Ethan A. Huff
Seit geraumer Zeit arbeiten Psychiater an der vierten überarbeiteten Ausgabe des »Diagnostic and Statistical Manual of Mental Disorders« (DSM, »Diagnostisches und Statistisches Handbuch psychischer Störungen«), in die sie eine ganze Reihe neuer psychischer Störungen aufzunehmen hoffen. Leider handelt es sich bei vielen dieser Störungen jedoch nur um Persönlichkeiten oder Verhaltensformen, die von der Norm abweichen.
Möglicherweise werden in diese neue Ausgabe »Störungen« wie »Oppositional Defiant Disorder« (Aufsässigkeits-Trotz-Störung) aufgenommen, die bei Menschen festgestellt werden, die »Autoritätsfiguren gegenüber ein negativistisches, trotziges, ungehorsames und feindliches Verhalten« an den Tag legen. Zu den »Symptomen« dieser Störung zählt, dass der Betreffende leicht in Wut gerät, andere belästigt und »reizbar« ist.
━━━
Aufgabe A »
Beantworte anhand des Textes über das DSM:
(i) An welcher Ausgabe des Handbuchs arbeiten die Psychiater?
(ii) Welche deutsche Bezeichnung gibt der Text für »Oppositional Defiant Disorder« an?
(iii) Welche drei »Symptome« dieser Störung nennt der Text?
Aufgabe B » Setze den Text über das DSM nach seinem letzten Satz fort.
━━━
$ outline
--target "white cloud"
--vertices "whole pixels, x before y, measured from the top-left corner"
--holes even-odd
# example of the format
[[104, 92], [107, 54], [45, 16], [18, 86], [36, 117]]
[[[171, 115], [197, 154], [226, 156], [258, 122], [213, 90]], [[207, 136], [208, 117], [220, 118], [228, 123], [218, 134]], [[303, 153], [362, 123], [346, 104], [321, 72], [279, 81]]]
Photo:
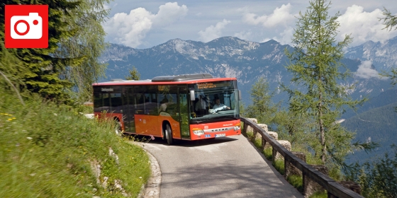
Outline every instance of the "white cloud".
[[169, 25], [187, 13], [185, 5], [178, 3], [167, 3], [159, 7], [157, 14], [147, 11], [144, 8], [131, 10], [129, 14], [118, 13], [103, 24], [111, 42], [123, 44], [136, 47], [142, 44], [146, 34], [152, 28]]
[[273, 40], [278, 41], [281, 45], [291, 45], [291, 38], [293, 35], [293, 28], [292, 27], [286, 27], [285, 30], [280, 33], [280, 37], [274, 37]]
[[354, 75], [362, 78], [379, 78], [378, 71], [371, 69], [371, 61], [362, 62], [362, 64], [359, 65], [359, 68]]
[[380, 9], [366, 12], [359, 6], [348, 7], [346, 12], [337, 19], [340, 25], [338, 29], [340, 40], [344, 38], [345, 35], [352, 34], [353, 42], [351, 46], [355, 46], [368, 40], [383, 41], [396, 36], [396, 33], [382, 30], [385, 26], [379, 18], [383, 16]]
[[263, 15], [258, 16], [255, 13], [246, 13], [242, 21], [248, 24], [257, 25], [258, 24], [263, 25], [265, 28], [272, 28], [280, 24], [286, 25], [291, 21], [294, 21], [295, 17], [291, 14], [291, 4], [289, 3], [286, 5], [283, 4], [281, 8], [276, 8], [273, 11], [273, 13], [267, 16]]
[[223, 21], [217, 23], [215, 26], [211, 25], [206, 28], [204, 31], [200, 30], [200, 32], [198, 32], [198, 35], [200, 35], [199, 40], [202, 42], [208, 42], [220, 37], [221, 36], [222, 30], [229, 23], [230, 23], [230, 21], [223, 19]]
[[241, 31], [240, 33], [235, 33], [234, 36], [237, 37], [240, 39], [250, 40], [251, 39], [251, 36], [252, 35], [252, 33], [251, 31]]

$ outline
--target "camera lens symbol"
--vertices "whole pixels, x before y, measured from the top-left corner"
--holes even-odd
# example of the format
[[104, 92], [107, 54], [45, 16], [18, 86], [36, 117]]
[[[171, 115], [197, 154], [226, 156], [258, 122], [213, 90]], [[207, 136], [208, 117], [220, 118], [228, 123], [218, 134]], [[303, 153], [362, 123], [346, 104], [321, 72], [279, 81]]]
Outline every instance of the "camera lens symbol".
━━━
Antwort A »
(i) An der vierten überarbeiteten Ausgabe des »Diagnostic and Statistical Manual of Mental Disorders«.
(ii) Aufsässigkeits-Trotz-Störung.
(iii) Der Betreffende gerät leicht in Wut, belästigt andere und ist »reizbar«.

Antwort B »
Auch Persönlichkeitsauffälligkeiten wie antisoziales Verhalten, Arroganz, Zynismus oder Narzissmus sollen als »Störungen« gelten. Es gibt sogar Kategorien für Menschen mit häufigen Essattacken und für Kinder, die zu Wutanfällen neigen.
Schon jetzt wird bei Kindern viel zu häufig die Diagnose »bipolar« oder Aufmerksamkeitsdefizitstörung (ADS) gestellt, und daraufhin werden gefährliche Neuroleptika verschrieben. Werden noch mehr normale Kindheits-Verhaltensmuster als psychiatrische Störungen kategorisiert, werden nur noch mehr Kindern unnötig solche Medikamente verordnet.
Bei jeder neuen Ausgabe des DSM hat es umstrittene neue Einträge gegeben, die jüngste macht in dieser Hinsicht keine Ausnahme. Tatsächlich hat der Umfang des Handbuchs im Laufe der Jahre erheblich zugenommen. Die schöne neue Art und Weise, wie die sogenannten medizinischen Fachleute bestimmte individuelle Charakteristika betrachten, ist das Beunruhigendste an der neuesten Ausgabe.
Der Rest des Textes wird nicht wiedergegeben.